* [AIM]: Locate each line in the records below that contains the string "brown", and copy every such line in full. The match is case-sensitive.

* [INPUT ROWS]:
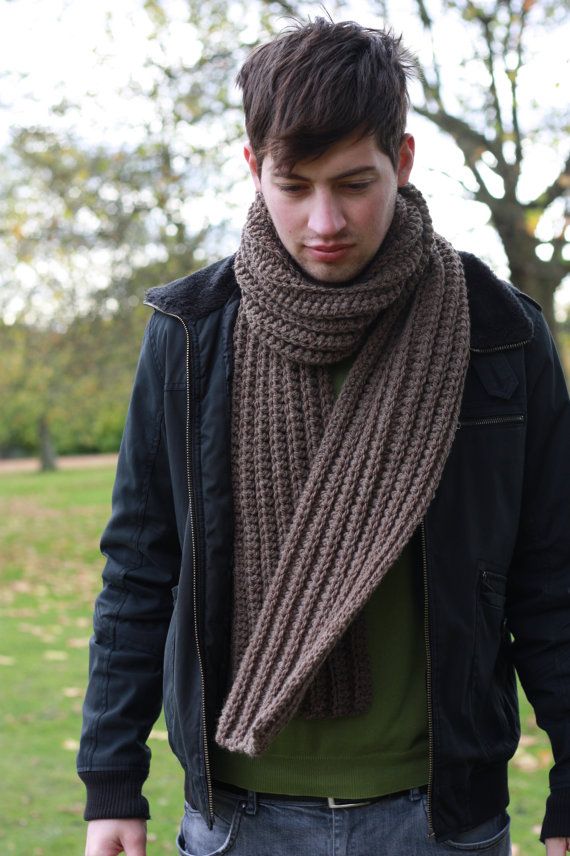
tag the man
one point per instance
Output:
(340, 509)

---

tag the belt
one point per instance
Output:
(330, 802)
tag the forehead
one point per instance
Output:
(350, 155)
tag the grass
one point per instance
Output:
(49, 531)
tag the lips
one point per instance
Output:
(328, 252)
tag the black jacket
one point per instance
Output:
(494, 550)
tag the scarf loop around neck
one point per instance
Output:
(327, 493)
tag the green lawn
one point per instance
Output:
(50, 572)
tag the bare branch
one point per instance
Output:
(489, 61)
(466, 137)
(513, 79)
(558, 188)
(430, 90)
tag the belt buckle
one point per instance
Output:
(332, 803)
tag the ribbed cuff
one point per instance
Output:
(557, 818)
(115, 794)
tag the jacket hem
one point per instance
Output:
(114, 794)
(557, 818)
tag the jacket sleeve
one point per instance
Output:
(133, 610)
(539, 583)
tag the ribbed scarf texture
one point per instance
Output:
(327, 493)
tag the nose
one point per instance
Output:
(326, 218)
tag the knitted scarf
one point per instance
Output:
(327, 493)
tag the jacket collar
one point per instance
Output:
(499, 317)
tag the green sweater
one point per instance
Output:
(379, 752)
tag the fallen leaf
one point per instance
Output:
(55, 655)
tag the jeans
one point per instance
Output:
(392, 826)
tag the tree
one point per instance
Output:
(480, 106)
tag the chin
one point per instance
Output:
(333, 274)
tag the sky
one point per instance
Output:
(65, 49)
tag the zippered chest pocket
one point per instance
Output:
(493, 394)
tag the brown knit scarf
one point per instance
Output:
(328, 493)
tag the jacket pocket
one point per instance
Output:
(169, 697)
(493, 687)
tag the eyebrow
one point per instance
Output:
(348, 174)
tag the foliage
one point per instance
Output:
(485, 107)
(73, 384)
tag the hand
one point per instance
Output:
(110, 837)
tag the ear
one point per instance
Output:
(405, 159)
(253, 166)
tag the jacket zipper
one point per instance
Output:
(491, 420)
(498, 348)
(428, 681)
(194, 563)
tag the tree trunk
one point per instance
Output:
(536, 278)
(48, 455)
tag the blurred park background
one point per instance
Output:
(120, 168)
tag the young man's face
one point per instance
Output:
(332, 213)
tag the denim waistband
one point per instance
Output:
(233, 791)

--

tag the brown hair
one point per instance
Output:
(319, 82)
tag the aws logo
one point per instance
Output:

* [THE OUTPUT]:
tag the brown knit scarf
tag the brown hair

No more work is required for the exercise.